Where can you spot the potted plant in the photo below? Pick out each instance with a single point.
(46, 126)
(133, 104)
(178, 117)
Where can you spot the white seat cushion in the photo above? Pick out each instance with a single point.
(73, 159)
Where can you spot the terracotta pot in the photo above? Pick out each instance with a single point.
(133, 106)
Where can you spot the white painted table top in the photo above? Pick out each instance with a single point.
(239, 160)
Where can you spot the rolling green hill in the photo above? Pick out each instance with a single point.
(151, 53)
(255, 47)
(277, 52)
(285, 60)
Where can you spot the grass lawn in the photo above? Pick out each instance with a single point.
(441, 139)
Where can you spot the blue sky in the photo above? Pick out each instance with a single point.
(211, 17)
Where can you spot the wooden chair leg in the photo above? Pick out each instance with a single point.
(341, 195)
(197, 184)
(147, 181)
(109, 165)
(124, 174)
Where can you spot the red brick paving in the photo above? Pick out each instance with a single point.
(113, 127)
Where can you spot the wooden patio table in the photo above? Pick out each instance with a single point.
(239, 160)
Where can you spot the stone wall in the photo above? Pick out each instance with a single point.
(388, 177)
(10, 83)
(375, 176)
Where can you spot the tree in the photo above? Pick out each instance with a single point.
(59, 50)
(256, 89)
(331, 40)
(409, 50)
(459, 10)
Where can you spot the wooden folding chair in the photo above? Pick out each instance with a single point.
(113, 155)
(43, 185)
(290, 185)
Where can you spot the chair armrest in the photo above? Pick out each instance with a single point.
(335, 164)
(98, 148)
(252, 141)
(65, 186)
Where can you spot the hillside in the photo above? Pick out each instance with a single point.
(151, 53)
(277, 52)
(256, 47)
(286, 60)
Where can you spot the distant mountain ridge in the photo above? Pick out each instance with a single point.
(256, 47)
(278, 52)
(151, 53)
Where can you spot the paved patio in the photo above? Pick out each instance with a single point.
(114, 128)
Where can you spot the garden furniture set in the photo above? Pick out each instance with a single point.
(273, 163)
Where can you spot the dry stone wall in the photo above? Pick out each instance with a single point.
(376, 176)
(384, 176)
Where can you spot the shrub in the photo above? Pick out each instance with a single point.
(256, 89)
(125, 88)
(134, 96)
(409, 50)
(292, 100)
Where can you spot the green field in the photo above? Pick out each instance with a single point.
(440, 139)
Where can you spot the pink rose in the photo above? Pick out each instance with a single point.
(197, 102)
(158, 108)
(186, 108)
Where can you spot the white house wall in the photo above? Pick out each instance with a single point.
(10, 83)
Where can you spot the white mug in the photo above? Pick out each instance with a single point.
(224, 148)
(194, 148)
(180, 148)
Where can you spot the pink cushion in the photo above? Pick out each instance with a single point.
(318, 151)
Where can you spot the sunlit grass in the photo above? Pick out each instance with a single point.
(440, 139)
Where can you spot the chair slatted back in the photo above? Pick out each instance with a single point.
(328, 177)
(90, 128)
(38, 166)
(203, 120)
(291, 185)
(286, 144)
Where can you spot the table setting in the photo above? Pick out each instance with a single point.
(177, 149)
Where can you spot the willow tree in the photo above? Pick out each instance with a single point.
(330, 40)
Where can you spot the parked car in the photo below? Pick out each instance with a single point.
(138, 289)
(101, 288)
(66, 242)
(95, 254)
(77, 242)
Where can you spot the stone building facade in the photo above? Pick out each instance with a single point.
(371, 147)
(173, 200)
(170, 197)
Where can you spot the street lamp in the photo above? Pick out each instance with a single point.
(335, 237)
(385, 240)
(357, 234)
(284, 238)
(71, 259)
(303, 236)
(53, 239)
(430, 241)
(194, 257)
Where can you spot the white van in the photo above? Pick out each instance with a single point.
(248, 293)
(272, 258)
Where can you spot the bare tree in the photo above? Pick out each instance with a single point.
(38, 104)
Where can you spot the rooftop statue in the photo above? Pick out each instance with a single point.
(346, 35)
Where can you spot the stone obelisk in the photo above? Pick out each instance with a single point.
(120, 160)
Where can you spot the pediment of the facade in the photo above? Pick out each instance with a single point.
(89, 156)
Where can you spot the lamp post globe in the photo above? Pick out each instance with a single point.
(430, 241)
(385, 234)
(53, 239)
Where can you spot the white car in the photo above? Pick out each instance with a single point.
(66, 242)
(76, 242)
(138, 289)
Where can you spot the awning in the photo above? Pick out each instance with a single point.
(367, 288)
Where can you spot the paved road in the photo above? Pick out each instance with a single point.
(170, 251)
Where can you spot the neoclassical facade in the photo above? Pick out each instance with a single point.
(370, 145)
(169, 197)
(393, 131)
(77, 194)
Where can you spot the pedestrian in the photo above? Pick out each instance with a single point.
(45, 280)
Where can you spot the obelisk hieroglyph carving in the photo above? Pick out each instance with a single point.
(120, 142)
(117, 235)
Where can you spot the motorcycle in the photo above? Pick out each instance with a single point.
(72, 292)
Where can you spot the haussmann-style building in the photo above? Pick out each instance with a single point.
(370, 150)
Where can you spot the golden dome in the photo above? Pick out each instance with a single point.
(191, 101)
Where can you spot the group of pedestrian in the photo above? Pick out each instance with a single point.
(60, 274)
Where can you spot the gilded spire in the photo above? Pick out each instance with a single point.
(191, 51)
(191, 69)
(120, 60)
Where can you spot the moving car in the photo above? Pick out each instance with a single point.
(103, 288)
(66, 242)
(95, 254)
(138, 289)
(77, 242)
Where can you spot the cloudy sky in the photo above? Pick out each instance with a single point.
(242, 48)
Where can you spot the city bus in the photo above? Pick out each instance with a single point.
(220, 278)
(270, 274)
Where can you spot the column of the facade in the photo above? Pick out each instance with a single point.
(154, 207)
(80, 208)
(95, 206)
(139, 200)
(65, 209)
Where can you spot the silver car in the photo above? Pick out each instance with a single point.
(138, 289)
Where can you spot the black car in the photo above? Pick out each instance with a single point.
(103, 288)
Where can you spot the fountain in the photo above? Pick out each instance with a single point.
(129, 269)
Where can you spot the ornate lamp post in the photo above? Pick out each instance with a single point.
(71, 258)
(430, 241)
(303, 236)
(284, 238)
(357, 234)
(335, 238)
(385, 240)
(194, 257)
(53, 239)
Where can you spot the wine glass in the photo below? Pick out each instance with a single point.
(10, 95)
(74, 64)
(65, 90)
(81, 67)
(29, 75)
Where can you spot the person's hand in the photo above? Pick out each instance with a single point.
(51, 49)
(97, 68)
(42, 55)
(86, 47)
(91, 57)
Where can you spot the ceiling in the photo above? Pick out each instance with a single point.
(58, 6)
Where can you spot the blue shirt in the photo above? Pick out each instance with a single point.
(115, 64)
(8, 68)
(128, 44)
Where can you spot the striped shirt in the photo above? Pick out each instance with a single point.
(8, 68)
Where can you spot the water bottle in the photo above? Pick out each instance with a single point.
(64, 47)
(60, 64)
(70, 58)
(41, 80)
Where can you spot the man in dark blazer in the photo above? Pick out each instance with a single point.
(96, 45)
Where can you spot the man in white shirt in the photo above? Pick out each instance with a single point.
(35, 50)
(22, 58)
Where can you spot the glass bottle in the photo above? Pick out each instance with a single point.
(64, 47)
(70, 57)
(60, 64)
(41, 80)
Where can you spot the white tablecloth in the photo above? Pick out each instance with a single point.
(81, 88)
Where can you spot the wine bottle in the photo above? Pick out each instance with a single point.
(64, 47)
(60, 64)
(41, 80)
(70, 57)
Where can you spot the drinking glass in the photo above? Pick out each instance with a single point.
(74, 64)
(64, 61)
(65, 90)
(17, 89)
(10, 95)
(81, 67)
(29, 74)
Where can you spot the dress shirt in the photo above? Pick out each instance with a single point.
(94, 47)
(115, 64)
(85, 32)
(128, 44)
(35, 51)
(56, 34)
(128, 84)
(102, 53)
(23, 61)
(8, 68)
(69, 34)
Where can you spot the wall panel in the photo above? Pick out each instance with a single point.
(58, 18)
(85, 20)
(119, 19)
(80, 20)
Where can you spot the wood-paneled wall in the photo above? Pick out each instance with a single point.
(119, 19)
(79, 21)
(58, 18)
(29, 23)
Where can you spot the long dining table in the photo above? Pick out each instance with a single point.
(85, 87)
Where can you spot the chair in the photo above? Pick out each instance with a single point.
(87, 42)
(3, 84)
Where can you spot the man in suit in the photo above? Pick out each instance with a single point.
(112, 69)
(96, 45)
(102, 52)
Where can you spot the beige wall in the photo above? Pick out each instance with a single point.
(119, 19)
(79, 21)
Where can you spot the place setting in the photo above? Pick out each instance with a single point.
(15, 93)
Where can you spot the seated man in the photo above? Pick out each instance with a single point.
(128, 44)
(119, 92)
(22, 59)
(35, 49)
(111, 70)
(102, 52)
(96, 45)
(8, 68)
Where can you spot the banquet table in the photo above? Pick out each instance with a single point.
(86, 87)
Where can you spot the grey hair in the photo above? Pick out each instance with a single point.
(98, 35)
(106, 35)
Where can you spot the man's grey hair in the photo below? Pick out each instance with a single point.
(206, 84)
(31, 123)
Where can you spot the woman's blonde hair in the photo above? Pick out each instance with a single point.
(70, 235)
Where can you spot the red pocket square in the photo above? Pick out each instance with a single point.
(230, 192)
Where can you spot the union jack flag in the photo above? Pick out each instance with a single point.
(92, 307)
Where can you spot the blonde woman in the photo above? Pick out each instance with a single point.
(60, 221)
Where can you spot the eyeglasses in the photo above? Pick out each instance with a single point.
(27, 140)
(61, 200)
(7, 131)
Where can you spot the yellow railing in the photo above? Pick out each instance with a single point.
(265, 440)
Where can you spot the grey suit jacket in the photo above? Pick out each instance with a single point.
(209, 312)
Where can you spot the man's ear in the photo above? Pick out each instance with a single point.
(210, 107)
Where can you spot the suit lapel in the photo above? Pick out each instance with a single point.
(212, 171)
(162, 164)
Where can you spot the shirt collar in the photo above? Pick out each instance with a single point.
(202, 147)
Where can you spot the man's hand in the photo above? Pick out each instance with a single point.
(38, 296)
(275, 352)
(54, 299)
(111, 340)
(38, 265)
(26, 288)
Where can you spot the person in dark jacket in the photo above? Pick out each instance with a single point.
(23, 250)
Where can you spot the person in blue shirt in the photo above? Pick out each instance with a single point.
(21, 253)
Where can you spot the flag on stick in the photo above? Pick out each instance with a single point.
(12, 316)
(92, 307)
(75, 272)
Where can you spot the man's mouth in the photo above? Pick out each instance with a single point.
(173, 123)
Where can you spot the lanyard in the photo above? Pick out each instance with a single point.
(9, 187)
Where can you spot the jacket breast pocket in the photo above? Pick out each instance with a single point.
= = = =
REQUIRED WORK
From the line that contains "Where can you spot the lanyard" down to the final line of the entries, print every line exactly as it is, and only those lines.

OUTPUT OF THE EXERCISE
Where can you spot the lanyard in the photo above? Pick out each instance with a single point.
(9, 187)
Where can you spot the jacket breast pocket in the photo above? Pick out each instance with a single point.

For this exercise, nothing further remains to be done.